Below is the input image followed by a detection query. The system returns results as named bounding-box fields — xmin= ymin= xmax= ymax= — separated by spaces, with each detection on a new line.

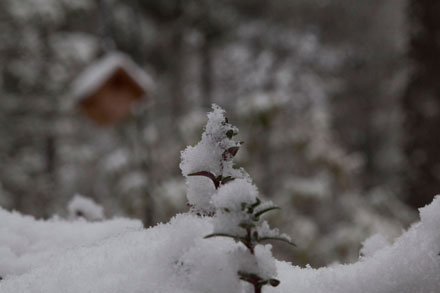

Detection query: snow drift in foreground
xmin=0 ymin=196 xmax=440 ymax=293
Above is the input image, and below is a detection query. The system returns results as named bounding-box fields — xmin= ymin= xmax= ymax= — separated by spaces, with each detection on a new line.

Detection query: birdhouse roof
xmin=72 ymin=52 xmax=152 ymax=100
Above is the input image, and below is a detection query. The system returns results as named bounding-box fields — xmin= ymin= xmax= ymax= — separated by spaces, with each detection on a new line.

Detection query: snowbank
xmin=0 ymin=208 xmax=142 ymax=278
xmin=0 ymin=197 xmax=440 ymax=293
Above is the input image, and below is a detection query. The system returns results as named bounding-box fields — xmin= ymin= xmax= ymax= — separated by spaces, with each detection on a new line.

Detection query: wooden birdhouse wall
xmin=81 ymin=68 xmax=146 ymax=125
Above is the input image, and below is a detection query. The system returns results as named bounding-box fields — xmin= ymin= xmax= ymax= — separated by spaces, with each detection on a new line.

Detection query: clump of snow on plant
xmin=212 ymin=179 xmax=258 ymax=212
xmin=180 ymin=105 xmax=245 ymax=211
xmin=67 ymin=194 xmax=104 ymax=221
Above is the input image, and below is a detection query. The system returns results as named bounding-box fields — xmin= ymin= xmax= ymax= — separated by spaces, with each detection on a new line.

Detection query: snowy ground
xmin=0 ymin=197 xmax=440 ymax=293
xmin=0 ymin=106 xmax=440 ymax=293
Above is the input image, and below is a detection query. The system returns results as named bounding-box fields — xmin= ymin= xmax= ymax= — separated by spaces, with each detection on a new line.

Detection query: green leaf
xmin=238 ymin=222 xmax=255 ymax=229
xmin=188 ymin=171 xmax=221 ymax=189
xmin=226 ymin=129 xmax=237 ymax=139
xmin=223 ymin=146 xmax=240 ymax=160
xmin=269 ymin=279 xmax=280 ymax=287
xmin=221 ymin=176 xmax=235 ymax=184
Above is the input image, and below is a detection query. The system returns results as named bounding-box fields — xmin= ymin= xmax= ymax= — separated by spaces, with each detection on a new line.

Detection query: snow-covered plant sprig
xmin=180 ymin=105 xmax=295 ymax=293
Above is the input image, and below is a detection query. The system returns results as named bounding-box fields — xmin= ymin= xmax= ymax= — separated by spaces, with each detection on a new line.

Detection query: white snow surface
xmin=0 ymin=208 xmax=143 ymax=278
xmin=0 ymin=196 xmax=440 ymax=293
xmin=71 ymin=52 xmax=153 ymax=100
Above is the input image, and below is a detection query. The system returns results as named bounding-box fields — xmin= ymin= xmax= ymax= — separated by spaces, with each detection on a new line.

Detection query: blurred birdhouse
xmin=73 ymin=53 xmax=152 ymax=125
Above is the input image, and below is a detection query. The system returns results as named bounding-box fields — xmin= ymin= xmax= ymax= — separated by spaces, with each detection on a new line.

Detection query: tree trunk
xmin=403 ymin=0 xmax=440 ymax=207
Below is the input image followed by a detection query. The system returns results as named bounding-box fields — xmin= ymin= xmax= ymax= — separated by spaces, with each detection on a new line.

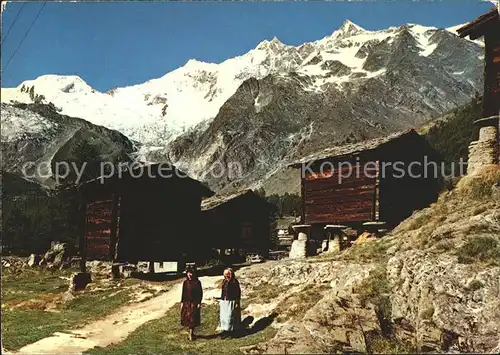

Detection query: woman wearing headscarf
xmin=220 ymin=268 xmax=241 ymax=337
xmin=181 ymin=267 xmax=203 ymax=340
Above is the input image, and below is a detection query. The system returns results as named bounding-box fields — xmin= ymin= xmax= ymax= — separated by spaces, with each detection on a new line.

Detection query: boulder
xmin=26 ymin=254 xmax=40 ymax=267
xmin=289 ymin=239 xmax=307 ymax=259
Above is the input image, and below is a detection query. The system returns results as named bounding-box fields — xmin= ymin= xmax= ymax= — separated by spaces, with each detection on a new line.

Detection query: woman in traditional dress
xmin=220 ymin=268 xmax=241 ymax=337
xmin=181 ymin=267 xmax=203 ymax=340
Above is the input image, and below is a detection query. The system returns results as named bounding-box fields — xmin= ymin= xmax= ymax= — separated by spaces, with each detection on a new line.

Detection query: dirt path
xmin=9 ymin=276 xmax=221 ymax=354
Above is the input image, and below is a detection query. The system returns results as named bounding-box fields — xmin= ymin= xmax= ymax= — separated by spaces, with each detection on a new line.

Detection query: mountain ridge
xmin=2 ymin=20 xmax=483 ymax=193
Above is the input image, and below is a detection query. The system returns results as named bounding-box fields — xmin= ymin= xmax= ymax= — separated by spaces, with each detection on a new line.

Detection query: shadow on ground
xmin=130 ymin=264 xmax=247 ymax=282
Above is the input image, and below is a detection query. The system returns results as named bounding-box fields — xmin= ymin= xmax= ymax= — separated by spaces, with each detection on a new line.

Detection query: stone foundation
xmin=467 ymin=117 xmax=500 ymax=174
xmin=289 ymin=226 xmax=309 ymax=259
xmin=68 ymin=272 xmax=92 ymax=292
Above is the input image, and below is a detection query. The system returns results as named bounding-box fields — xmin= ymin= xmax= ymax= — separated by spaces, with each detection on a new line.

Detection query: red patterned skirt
xmin=181 ymin=302 xmax=201 ymax=328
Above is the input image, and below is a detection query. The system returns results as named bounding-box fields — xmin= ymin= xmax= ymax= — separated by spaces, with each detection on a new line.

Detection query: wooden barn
xmin=457 ymin=8 xmax=500 ymax=118
xmin=201 ymin=190 xmax=271 ymax=256
xmin=80 ymin=164 xmax=214 ymax=263
xmin=292 ymin=129 xmax=440 ymax=234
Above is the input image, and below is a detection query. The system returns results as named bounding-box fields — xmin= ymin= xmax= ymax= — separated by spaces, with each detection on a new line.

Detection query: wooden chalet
xmin=79 ymin=164 xmax=214 ymax=263
xmin=201 ymin=190 xmax=270 ymax=256
xmin=292 ymin=129 xmax=439 ymax=234
xmin=457 ymin=8 xmax=500 ymax=118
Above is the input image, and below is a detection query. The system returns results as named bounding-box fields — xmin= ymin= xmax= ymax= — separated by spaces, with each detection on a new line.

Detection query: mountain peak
xmin=256 ymin=36 xmax=285 ymax=49
xmin=332 ymin=19 xmax=366 ymax=38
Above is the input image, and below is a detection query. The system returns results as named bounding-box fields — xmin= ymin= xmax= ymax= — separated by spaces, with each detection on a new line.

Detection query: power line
xmin=2 ymin=1 xmax=47 ymax=72
xmin=2 ymin=2 xmax=26 ymax=44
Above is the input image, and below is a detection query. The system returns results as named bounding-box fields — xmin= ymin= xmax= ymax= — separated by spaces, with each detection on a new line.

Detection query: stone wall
xmin=467 ymin=117 xmax=500 ymax=174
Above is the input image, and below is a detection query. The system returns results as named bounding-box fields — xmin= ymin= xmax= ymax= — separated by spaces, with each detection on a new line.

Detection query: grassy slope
xmin=2 ymin=268 xmax=135 ymax=350
xmin=85 ymin=305 xmax=275 ymax=355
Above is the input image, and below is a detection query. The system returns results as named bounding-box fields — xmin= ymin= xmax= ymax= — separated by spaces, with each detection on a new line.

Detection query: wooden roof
xmin=289 ymin=129 xmax=420 ymax=167
xmin=78 ymin=163 xmax=214 ymax=197
xmin=457 ymin=7 xmax=499 ymax=40
xmin=201 ymin=189 xmax=255 ymax=211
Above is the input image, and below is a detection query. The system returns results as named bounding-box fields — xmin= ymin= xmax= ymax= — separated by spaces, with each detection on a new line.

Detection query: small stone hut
xmin=201 ymin=189 xmax=271 ymax=256
xmin=457 ymin=8 xmax=500 ymax=174
xmin=79 ymin=164 xmax=214 ymax=272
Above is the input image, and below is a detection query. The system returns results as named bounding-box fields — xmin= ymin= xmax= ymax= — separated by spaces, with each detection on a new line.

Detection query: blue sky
xmin=1 ymin=0 xmax=493 ymax=91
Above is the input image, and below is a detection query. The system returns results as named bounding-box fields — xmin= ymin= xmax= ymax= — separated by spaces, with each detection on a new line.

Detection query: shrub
xmin=467 ymin=280 xmax=484 ymax=291
xmin=457 ymin=236 xmax=500 ymax=265
xmin=420 ymin=306 xmax=435 ymax=320
xmin=354 ymin=265 xmax=392 ymax=335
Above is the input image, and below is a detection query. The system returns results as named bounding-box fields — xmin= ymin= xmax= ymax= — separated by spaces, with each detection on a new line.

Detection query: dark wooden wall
xmin=483 ymin=26 xmax=500 ymax=117
xmin=84 ymin=178 xmax=205 ymax=262
xmin=203 ymin=195 xmax=270 ymax=255
xmin=379 ymin=137 xmax=440 ymax=226
xmin=301 ymin=159 xmax=377 ymax=224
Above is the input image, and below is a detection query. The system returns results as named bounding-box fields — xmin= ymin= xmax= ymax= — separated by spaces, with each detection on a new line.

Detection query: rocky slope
xmin=237 ymin=166 xmax=500 ymax=354
xmin=1 ymin=103 xmax=137 ymax=187
xmin=2 ymin=20 xmax=483 ymax=193
xmin=160 ymin=25 xmax=482 ymax=190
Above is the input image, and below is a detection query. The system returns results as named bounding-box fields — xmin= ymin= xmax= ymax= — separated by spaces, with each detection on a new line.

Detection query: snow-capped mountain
xmin=1 ymin=20 xmax=483 ymax=193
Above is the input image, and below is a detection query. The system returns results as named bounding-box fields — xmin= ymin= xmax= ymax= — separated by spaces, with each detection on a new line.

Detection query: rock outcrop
xmin=238 ymin=166 xmax=500 ymax=353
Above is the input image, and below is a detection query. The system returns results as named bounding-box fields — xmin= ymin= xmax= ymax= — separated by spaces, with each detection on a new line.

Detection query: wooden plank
xmin=85 ymin=200 xmax=113 ymax=260
xmin=305 ymin=167 xmax=378 ymax=181
xmin=304 ymin=190 xmax=374 ymax=206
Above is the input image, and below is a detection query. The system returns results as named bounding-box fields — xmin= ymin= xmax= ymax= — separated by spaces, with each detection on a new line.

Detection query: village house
xmin=79 ymin=164 xmax=214 ymax=274
xmin=201 ymin=190 xmax=270 ymax=257
xmin=291 ymin=129 xmax=440 ymax=256
xmin=276 ymin=217 xmax=300 ymax=247
xmin=457 ymin=8 xmax=500 ymax=174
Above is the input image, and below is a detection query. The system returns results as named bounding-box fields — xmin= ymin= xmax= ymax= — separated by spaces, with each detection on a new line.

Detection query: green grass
xmin=2 ymin=268 xmax=74 ymax=303
xmin=2 ymin=268 xmax=137 ymax=350
xmin=2 ymin=290 xmax=130 ymax=350
xmin=457 ymin=236 xmax=500 ymax=265
xmin=85 ymin=305 xmax=276 ymax=355
xmin=244 ymin=282 xmax=288 ymax=303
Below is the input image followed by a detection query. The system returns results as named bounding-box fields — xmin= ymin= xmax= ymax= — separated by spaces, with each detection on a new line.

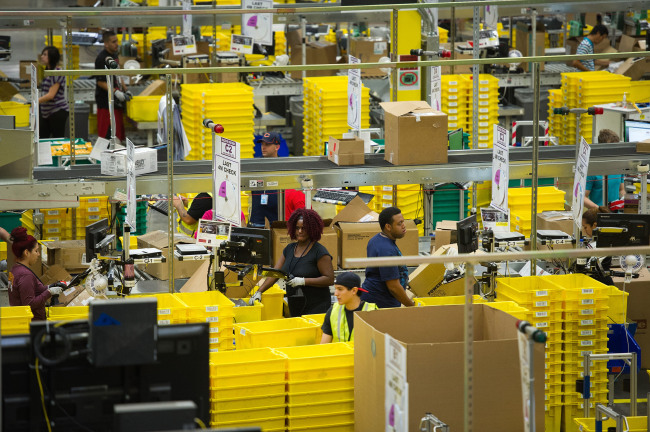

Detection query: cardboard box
xmin=180 ymin=261 xmax=261 ymax=298
xmin=138 ymin=80 xmax=167 ymax=96
xmin=612 ymin=268 xmax=650 ymax=369
xmin=271 ymin=219 xmax=338 ymax=269
xmin=287 ymin=30 xmax=337 ymax=79
xmin=348 ymin=37 xmax=388 ymax=76
xmin=43 ymin=240 xmax=88 ymax=273
xmin=327 ymin=137 xmax=366 ymax=165
xmin=515 ymin=21 xmax=545 ymax=72
xmin=138 ymin=230 xmax=207 ymax=280
xmin=379 ymin=101 xmax=448 ymax=165
xmin=100 ymin=147 xmax=158 ymax=176
xmin=354 ymin=304 xmax=544 ymax=432
xmin=537 ymin=211 xmax=573 ymax=236
xmin=436 ymin=221 xmax=458 ymax=250
xmin=614 ymin=58 xmax=650 ymax=81
xmin=335 ymin=220 xmax=419 ymax=269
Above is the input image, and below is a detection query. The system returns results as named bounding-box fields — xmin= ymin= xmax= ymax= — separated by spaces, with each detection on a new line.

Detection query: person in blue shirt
xmin=572 ymin=24 xmax=609 ymax=72
xmin=361 ymin=207 xmax=415 ymax=308
xmin=584 ymin=129 xmax=625 ymax=211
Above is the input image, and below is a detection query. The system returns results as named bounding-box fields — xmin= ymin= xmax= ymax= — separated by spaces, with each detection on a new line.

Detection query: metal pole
xmin=528 ymin=338 xmax=539 ymax=432
xmin=530 ymin=63 xmax=539 ymax=268
xmin=463 ymin=263 xmax=474 ymax=432
xmin=165 ymin=74 xmax=174 ymax=294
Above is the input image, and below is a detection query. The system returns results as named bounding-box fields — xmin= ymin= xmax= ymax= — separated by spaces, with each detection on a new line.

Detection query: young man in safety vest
xmin=320 ymin=272 xmax=377 ymax=343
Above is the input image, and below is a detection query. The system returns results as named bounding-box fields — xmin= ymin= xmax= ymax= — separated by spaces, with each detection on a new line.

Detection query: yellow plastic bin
xmin=262 ymin=285 xmax=285 ymax=321
xmin=234 ymin=318 xmax=320 ymax=349
xmin=233 ymin=298 xmax=264 ymax=323
xmin=0 ymin=306 xmax=34 ymax=336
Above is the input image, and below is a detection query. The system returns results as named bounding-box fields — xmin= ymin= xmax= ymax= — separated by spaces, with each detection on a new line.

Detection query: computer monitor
xmin=595 ymin=213 xmax=650 ymax=247
xmin=625 ymin=120 xmax=650 ymax=142
xmin=230 ymin=227 xmax=273 ymax=266
xmin=0 ymin=320 xmax=210 ymax=432
xmin=86 ymin=219 xmax=110 ymax=262
xmin=456 ymin=215 xmax=478 ymax=253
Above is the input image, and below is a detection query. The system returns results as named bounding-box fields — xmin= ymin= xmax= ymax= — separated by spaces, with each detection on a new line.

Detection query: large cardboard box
xmin=515 ymin=21 xmax=545 ymax=72
xmin=327 ymin=137 xmax=366 ymax=165
xmin=436 ymin=221 xmax=458 ymax=250
xmin=336 ymin=220 xmax=419 ymax=269
xmin=354 ymin=305 xmax=544 ymax=432
xmin=138 ymin=230 xmax=207 ymax=280
xmin=100 ymin=147 xmax=158 ymax=176
xmin=379 ymin=101 xmax=448 ymax=165
xmin=43 ymin=240 xmax=88 ymax=273
xmin=348 ymin=37 xmax=388 ymax=76
xmin=537 ymin=211 xmax=573 ymax=236
xmin=287 ymin=30 xmax=337 ymax=79
xmin=332 ymin=197 xmax=419 ymax=268
xmin=271 ymin=219 xmax=338 ymax=268
xmin=612 ymin=268 xmax=650 ymax=369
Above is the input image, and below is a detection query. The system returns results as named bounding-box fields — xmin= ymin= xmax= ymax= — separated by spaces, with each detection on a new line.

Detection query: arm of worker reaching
xmin=386 ymin=279 xmax=415 ymax=306
xmin=320 ymin=306 xmax=334 ymax=343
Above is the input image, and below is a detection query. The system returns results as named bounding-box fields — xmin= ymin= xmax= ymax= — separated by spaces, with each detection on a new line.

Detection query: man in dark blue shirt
xmin=361 ymin=207 xmax=415 ymax=308
xmin=248 ymin=132 xmax=280 ymax=228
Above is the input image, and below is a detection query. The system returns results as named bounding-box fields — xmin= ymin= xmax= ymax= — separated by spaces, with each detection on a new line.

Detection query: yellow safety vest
xmin=330 ymin=302 xmax=378 ymax=342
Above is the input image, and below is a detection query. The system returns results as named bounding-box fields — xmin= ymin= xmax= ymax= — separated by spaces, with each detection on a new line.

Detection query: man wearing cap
xmin=320 ymin=272 xmax=377 ymax=343
xmin=361 ymin=207 xmax=415 ymax=308
xmin=248 ymin=132 xmax=305 ymax=228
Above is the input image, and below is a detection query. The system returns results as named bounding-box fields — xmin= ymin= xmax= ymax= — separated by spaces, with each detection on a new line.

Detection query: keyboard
xmin=149 ymin=200 xmax=169 ymax=216
xmin=312 ymin=189 xmax=374 ymax=205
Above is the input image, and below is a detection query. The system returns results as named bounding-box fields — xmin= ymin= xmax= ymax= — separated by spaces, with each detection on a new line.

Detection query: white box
xmin=100 ymin=147 xmax=158 ymax=176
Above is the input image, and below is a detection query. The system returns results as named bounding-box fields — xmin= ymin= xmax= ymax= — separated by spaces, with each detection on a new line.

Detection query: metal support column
xmin=530 ymin=63 xmax=539 ymax=268
xmin=165 ymin=74 xmax=175 ymax=294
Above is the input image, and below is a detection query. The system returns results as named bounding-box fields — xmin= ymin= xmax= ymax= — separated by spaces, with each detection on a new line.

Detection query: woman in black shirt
xmin=254 ymin=208 xmax=334 ymax=317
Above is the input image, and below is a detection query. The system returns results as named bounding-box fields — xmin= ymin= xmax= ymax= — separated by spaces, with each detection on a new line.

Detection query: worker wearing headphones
xmin=320 ymin=272 xmax=377 ymax=343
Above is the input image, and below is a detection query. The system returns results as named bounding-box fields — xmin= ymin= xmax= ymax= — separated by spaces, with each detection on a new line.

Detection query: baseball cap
xmin=261 ymin=132 xmax=280 ymax=145
xmin=334 ymin=272 xmax=368 ymax=292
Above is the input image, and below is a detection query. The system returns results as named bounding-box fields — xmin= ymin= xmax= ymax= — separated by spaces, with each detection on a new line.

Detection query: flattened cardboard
xmin=379 ymin=101 xmax=448 ymax=165
xmin=327 ymin=137 xmax=366 ymax=165
xmin=354 ymin=305 xmax=544 ymax=432
xmin=271 ymin=219 xmax=338 ymax=269
xmin=138 ymin=230 xmax=207 ymax=280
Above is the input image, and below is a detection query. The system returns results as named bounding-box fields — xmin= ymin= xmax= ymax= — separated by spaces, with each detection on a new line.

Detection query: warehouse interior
xmin=0 ymin=0 xmax=650 ymax=432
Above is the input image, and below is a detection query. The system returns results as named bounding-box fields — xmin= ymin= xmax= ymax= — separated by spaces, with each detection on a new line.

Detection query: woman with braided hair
xmin=9 ymin=227 xmax=65 ymax=321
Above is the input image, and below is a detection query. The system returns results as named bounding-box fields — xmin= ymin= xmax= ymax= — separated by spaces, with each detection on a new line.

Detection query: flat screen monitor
xmin=456 ymin=215 xmax=478 ymax=253
xmin=86 ymin=219 xmax=108 ymax=262
xmin=0 ymin=320 xmax=210 ymax=432
xmin=230 ymin=227 xmax=273 ymax=266
xmin=596 ymin=213 xmax=650 ymax=247
xmin=625 ymin=120 xmax=650 ymax=142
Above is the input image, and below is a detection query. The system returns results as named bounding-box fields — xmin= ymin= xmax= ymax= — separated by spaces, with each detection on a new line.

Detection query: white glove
xmin=248 ymin=291 xmax=262 ymax=306
xmin=47 ymin=286 xmax=63 ymax=296
xmin=115 ymin=90 xmax=126 ymax=102
xmin=287 ymin=277 xmax=305 ymax=288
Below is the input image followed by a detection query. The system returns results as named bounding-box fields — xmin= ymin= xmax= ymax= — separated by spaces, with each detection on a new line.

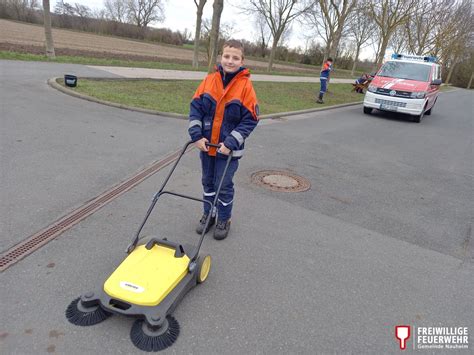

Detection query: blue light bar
xmin=392 ymin=53 xmax=438 ymax=63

- - -

* [Problem to work on]
Lay out everything in the material above, from its start down through the line containing "xmin=81 ymin=68 xmax=146 ymax=125", as a two-column CSV with the headers input and output. Give each input its own row, with its text and its output in separate quoted fields, replace line breaks with spaces, and leave the pictures out.

* [The answer]
input,output
"Below is the input image followed by a detection query. The system returns results as named bounding-box fields — xmin= ymin= xmax= ymax= — separated by spaces, with each detection on a new line. Detection query: snow drift in foreground","xmin=0 ymin=196 xmax=440 ymax=293"
"Above is the input image, and below is a detection query. The system returns results as named bounding-box fields — xmin= ymin= xmax= ymax= — separated by spaces, with each detection on a new line. Detection query: birdhouse roof","xmin=72 ymin=52 xmax=152 ymax=100"
"Above is the input image, and below is a detection query. The system returns results as named bounding-box fields — xmin= ymin= xmax= ymax= — separated by spaces, with each detection on a new line. Detection query: snowbank","xmin=0 ymin=208 xmax=142 ymax=278 xmin=0 ymin=197 xmax=440 ymax=293"
"Above is the input image, and below is a detection query. The system returns results as named bounding-box fields — xmin= ymin= xmax= ymax= — separated by spaces, with each detection on a new line. Detection query: wooden birdhouse wall","xmin=81 ymin=68 xmax=146 ymax=125"